What is expected => Repeat the entries that appear below, exactly as they are given.

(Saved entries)
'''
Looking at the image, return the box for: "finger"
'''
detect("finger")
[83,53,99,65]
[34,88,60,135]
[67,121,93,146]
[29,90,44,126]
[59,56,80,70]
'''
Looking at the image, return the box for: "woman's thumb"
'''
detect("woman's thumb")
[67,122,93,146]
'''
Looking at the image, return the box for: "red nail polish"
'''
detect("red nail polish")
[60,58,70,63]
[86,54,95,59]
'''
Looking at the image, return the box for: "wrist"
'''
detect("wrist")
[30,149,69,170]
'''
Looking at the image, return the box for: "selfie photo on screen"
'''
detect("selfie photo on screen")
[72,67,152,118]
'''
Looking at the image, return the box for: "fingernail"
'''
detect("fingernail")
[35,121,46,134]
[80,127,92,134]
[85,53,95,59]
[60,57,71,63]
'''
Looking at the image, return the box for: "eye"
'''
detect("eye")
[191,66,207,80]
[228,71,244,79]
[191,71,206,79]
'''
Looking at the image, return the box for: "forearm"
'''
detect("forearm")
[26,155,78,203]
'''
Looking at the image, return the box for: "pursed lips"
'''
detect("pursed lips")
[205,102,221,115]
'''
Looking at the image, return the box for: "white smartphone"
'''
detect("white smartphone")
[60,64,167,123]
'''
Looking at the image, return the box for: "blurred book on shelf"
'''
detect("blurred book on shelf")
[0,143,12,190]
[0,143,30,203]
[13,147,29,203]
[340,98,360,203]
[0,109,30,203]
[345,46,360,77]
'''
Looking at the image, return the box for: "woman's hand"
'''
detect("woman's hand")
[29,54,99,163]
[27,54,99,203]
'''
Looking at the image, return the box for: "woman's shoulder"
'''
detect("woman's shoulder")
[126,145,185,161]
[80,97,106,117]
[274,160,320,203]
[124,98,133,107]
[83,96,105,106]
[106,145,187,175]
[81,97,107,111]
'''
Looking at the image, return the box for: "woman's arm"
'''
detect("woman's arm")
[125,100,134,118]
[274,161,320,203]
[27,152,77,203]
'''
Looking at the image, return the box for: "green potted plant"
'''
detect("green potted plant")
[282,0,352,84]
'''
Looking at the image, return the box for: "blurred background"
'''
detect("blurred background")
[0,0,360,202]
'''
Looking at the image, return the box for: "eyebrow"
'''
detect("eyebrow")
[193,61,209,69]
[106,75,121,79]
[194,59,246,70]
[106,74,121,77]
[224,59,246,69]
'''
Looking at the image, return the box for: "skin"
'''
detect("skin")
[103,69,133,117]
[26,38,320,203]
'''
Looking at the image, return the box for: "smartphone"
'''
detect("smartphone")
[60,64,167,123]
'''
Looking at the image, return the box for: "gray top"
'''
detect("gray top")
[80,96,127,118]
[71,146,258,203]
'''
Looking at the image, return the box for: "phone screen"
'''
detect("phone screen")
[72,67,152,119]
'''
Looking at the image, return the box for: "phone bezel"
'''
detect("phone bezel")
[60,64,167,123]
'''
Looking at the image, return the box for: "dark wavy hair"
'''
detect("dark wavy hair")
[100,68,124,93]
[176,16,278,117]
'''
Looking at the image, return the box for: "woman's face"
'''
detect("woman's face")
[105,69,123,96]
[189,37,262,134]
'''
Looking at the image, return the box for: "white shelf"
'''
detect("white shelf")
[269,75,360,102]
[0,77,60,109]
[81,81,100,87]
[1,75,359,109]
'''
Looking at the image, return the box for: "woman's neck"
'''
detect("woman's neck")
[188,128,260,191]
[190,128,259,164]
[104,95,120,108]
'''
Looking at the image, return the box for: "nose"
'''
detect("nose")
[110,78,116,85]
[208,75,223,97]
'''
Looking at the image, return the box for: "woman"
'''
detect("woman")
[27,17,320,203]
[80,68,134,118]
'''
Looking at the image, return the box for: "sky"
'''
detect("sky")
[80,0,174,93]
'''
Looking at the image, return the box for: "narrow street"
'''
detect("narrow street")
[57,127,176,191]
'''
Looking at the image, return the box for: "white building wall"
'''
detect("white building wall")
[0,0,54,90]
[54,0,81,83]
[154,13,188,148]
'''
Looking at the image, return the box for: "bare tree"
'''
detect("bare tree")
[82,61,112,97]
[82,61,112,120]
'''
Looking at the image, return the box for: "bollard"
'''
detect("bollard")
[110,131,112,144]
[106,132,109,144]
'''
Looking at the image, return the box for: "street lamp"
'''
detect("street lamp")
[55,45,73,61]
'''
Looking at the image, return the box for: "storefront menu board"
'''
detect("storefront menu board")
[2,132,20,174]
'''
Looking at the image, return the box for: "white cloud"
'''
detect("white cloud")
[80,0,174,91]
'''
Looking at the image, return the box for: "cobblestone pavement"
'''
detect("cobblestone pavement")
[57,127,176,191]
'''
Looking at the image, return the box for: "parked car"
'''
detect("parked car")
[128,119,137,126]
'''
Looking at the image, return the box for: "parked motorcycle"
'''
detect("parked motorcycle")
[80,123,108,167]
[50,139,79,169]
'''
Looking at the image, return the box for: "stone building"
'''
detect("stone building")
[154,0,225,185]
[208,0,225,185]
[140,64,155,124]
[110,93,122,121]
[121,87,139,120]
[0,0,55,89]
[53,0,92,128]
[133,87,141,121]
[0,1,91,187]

Response for this exercise =>
'''
Looking at the image, return the box for: "finger"
'''
detect("finger")
[83,53,99,65]
[34,88,60,135]
[67,121,93,146]
[29,90,44,126]
[59,56,80,70]
'''
Looking at the image, return the box for: "woman's thumb"
'''
detect("woman's thumb")
[67,122,93,146]
'''
Looking at the image, return the box for: "red nail polish"
'''
detect("red nail polish")
[60,58,70,63]
[86,54,95,59]
'''
Looking at the image, return the box for: "wrist"
'''
detect("wrist")
[30,149,69,170]
'''
Looking at the image, return the box for: "selfie photo on screen"
'''
detect("selfie photo on screen")
[72,67,152,118]
'''
Looking at the image, return the box for: "fingernail"
'''
detect("fingernail")
[35,121,46,134]
[80,127,92,134]
[85,53,95,59]
[60,57,71,63]
'''
Looking at the image, return the box for: "eye"
'''
detect("eye")
[191,66,207,80]
[228,71,244,79]
[191,71,206,79]
'''
Looking at the image, return the box for: "forearm"
'''
detect("forearm")
[26,155,78,203]
'''
Looking at the image, return the box for: "pursed lips"
'''
detect("pursed lips")
[205,102,221,115]
'''
Looking at the image, return the box for: "white smartphone"
'''
detect("white smartphone")
[60,64,167,123]
'''
Looking at the image, return the box for: "blurred book on shelf"
'''
detect("blurred book on shelf")
[0,143,12,190]
[0,143,30,203]
[13,147,29,203]
[340,98,360,203]
[0,109,30,203]
[345,46,360,77]
'''
Looking at the image, return the box for: "woman's hand"
'''
detect("woman's hand")
[29,54,99,163]
[27,54,99,203]
'''
Looking at the image, return the box for: "woman's shoulder"
'''
detect("woman's shoulder")
[126,145,185,161]
[80,97,106,117]
[274,160,320,203]
[124,98,133,107]
[83,96,105,106]
[106,145,187,175]
[81,97,107,111]
'''
Looking at the image, return the box for: "woman's arm"
'''
detect("woman's arm")
[125,100,134,118]
[274,161,320,203]
[27,152,77,203]
'''
Looking at the image, return the box for: "green potted plant"
'''
detect("green potted plant")
[282,0,352,84]
'''
Looking at the image, return the box for: "blurred background"
'''
detect("blurred background")
[0,0,360,202]
'''
Looking at the image, return the box for: "eyebrow"
'''
detect("eyebrow")
[193,61,209,69]
[106,75,121,79]
[194,59,246,70]
[106,74,121,77]
[224,59,246,69]
'''
Looking at the image, return the box for: "skin"
'''
detect("skin")
[103,69,133,117]
[26,38,320,203]
'''
Looking at the image, return the box for: "smartphone"
'''
detect("smartphone")
[60,64,167,123]
'''
Looking at the image, return the box for: "gray top"
'''
detect("gray top")
[80,96,127,118]
[71,146,258,203]
'''
Looking at the image, return the box for: "phone screen"
'''
detect("phone screen")
[72,67,152,119]
'''
Looking at the image, return the box for: "phone bezel"
'''
detect("phone bezel")
[60,64,167,123]
'''
Looking at the image, return the box for: "dark wavy hair"
'''
detect("dark wavy hair")
[100,68,124,93]
[176,16,278,117]
'''
Looking at the image, return the box for: "woman's face"
'''
detect("woman's face")
[105,69,123,96]
[189,37,262,134]
'''
Looking at the image, return the box for: "white shelf"
'''
detect("white shelf")
[269,75,360,102]
[0,77,60,109]
[81,81,100,87]
[1,75,359,109]
'''
Looking at the image, return the box for: "woman's neck"
'''
detect("woman's neck")
[188,128,260,191]
[190,128,259,164]
[104,95,120,108]
'''
Looking at the image, return the box for: "nose"
'''
detect("nose")
[110,78,116,85]
[208,75,223,97]
'''
Looking at the image, return the box for: "woman"
'''
detect("woman")
[27,17,320,203]
[80,68,134,118]
'''
Looking at the image, return the box for: "sky"
'''
detect("sky")
[80,0,174,93]
'''
Looking at the image, return the box for: "narrow street"
'''
detect("narrow street")
[57,127,176,191]
'''
Looking at the image, return the box for: "white building wall"
'''
detect("white building wall")
[0,0,54,90]
[54,0,81,83]
[154,13,188,148]
'''
Looking at the image, return the box for: "bare tree"
'''
detect("bare tree")
[82,61,112,97]
[82,61,112,120]
'''
Looking at the image, return the box for: "bollard"
'''
detect("bollard")
[110,131,112,144]
[106,132,109,144]
'''
Looking at the image, return the box for: "street lamp"
'''
detect("street lamp")
[55,45,73,61]
'''
Looking at the image, return the box for: "storefront menu board"
'''
detect("storefront menu board")
[2,132,20,174]
'''
Looking at the image, return the box for: "white cloud"
'''
detect("white cloud")
[80,0,174,91]
'''
Looking at the image, return the box for: "cobblestone pavement"
'''
detect("cobblestone pavement")
[57,127,176,191]
'''
Looking at the image, return the box for: "parked car"
'''
detect("parked car")
[128,119,137,126]
'''
Looking at the image, return the box for: "parked motorcycle"
'''
detect("parked motorcycle")
[80,123,108,167]
[50,139,79,169]
'''
Looking at the image, return the box for: "stone building"
'''
detect("stone building")
[154,0,225,185]
[208,0,225,185]
[140,64,155,124]
[110,93,122,121]
[121,87,139,120]
[0,0,55,89]
[53,0,92,128]
[133,87,141,121]
[0,1,91,187]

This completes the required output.